How to complete this task: Which lines in the material below contain the word "flower"? Copy each of them.

Stored data:

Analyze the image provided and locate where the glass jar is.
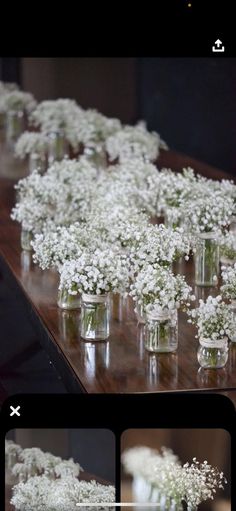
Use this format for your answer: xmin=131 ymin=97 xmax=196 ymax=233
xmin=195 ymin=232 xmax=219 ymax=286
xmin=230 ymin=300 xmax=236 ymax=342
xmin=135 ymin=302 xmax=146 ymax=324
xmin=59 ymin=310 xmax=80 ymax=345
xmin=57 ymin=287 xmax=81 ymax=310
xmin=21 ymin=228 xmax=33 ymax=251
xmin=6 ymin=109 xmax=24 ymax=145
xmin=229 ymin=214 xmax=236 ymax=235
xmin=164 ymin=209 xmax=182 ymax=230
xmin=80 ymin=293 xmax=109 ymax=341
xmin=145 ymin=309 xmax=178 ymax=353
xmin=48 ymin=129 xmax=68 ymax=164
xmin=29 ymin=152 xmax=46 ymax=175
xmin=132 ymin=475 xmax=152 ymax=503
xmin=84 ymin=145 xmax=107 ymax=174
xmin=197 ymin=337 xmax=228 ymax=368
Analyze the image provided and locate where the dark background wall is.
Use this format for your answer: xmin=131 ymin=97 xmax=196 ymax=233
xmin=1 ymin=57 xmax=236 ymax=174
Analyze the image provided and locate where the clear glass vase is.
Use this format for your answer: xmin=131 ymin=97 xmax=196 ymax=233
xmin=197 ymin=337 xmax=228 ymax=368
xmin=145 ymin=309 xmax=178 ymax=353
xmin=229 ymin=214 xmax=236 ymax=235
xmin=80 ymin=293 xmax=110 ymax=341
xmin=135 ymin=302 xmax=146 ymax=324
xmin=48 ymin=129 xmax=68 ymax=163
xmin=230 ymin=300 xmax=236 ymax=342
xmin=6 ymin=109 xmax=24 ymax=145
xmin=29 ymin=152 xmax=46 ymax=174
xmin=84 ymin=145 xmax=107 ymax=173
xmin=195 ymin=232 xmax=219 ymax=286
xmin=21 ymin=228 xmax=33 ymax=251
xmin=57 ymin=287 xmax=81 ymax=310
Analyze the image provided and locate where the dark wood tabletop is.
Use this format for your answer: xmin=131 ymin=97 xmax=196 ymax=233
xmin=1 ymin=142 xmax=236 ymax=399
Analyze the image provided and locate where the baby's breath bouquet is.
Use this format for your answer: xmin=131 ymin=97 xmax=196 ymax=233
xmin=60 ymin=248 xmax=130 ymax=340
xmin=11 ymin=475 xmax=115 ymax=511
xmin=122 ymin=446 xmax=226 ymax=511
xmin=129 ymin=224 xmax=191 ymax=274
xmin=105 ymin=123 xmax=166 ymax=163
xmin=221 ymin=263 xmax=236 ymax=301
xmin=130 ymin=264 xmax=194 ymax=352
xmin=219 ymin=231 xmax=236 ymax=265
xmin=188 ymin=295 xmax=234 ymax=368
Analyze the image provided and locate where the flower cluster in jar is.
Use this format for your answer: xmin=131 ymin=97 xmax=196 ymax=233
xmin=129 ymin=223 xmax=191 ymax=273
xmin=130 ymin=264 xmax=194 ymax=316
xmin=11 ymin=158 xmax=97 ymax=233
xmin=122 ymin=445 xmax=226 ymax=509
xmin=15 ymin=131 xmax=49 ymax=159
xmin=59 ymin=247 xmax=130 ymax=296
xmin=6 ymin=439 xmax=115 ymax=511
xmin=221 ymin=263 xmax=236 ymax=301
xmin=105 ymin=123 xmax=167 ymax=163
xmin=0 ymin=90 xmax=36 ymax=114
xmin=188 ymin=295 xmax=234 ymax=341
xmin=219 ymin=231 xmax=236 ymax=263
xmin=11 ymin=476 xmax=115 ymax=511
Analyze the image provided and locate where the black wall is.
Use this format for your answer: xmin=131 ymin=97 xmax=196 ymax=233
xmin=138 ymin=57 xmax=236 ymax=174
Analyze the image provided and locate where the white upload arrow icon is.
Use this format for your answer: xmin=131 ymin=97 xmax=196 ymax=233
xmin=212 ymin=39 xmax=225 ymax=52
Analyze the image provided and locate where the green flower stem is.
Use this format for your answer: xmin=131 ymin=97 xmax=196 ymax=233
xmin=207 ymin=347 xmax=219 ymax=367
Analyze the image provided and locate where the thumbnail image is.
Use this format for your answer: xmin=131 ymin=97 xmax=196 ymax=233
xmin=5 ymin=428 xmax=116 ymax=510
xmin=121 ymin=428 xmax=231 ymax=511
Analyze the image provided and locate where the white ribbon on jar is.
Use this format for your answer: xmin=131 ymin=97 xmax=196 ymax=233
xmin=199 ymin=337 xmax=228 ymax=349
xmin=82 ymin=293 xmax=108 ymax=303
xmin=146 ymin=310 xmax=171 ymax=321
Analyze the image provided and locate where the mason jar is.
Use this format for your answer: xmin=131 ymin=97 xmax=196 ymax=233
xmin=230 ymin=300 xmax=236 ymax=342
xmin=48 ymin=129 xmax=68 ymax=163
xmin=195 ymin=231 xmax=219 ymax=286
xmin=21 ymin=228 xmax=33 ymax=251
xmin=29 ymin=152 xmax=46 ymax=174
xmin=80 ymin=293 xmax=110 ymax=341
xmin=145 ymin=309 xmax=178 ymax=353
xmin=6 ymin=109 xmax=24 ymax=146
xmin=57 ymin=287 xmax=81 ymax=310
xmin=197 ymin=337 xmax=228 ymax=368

* * *

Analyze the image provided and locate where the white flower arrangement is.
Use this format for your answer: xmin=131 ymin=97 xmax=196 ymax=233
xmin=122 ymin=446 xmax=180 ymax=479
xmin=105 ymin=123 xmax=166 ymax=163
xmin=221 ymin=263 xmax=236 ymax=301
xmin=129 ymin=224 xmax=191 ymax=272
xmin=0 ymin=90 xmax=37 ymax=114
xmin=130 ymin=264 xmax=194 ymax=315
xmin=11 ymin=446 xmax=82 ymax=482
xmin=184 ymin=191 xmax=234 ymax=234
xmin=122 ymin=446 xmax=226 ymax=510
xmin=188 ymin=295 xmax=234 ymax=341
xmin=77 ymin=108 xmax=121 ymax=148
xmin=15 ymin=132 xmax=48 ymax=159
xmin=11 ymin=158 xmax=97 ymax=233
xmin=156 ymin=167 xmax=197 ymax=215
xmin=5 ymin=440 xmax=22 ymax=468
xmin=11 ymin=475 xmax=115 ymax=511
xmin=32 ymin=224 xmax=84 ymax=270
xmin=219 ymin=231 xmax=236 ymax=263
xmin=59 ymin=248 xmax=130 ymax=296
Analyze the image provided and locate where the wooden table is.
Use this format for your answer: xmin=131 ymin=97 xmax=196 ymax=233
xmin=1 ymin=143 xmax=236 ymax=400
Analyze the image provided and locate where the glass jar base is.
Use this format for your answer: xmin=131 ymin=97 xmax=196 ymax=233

Solution to this exercise:
Analyze the image provided and locate where the flower cluster in jar is.
Analyze the image provided and locate where the green flower stem is.
Analyze the image provided and locate where the white flower arrangement is.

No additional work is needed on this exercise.